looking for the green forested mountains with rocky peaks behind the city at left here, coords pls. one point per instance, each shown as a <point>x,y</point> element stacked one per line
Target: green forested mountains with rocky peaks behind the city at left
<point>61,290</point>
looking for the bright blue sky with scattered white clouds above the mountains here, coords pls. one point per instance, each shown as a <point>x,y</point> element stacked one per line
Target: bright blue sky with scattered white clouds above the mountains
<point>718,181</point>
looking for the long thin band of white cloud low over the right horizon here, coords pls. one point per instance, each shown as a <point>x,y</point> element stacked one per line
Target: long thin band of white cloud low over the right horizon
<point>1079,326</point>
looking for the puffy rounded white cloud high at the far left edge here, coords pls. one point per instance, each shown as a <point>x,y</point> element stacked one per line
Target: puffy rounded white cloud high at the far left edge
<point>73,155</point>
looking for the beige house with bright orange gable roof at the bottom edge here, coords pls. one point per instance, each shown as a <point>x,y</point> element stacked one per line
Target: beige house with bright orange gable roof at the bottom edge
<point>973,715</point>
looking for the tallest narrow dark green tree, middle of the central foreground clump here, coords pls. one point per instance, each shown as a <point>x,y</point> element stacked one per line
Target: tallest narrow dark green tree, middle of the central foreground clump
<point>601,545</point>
■ ■ ■ ■
▸ **Exercise details**
The whole of the material above should be written out again, exactly.

▸ **Solution to this problem**
looking for the green forested mountains with rocky peaks behind the city at left here, coords pls. one point per instance, each shown as a <point>x,y</point> element stacked one per line
Target: green forested mountains with rocky peaks behind the city at left
<point>61,290</point>
looking for the bright blue sky with scattered white clouds above the mountains here, coords pls. one point per instance, each shown as a <point>x,y</point> element stacked one per line
Target: bright blue sky with scattered white clouds above the mountains
<point>718,181</point>
looking for the long thin band of white cloud low over the right horizon here, coords pls. one point per instance, each shown as a <point>x,y</point> element stacked one per line
Target: long thin band of white cloud low over the right horizon
<point>1079,326</point>
looking for the puffy rounded white cloud high at the far left edge here, coords pls. one point per instance, each shown as a <point>x,y</point> element stacked one per line
Target: puffy rounded white cloud high at the far left edge
<point>73,155</point>
looking for the beige house with bright orange gable roof at the bottom edge here, coords pls. one point per instance, each shown as a <point>x,y</point> element stacked one per line
Target: beige house with bright orange gable roof at the bottom edge
<point>973,715</point>
looking for the tallest narrow dark green tree, middle of the central foreground clump here, coords pls. one point per instance, each shown as a <point>x,y</point> element stacked one per line
Target: tallest narrow dark green tree, middle of the central foreground clump
<point>601,545</point>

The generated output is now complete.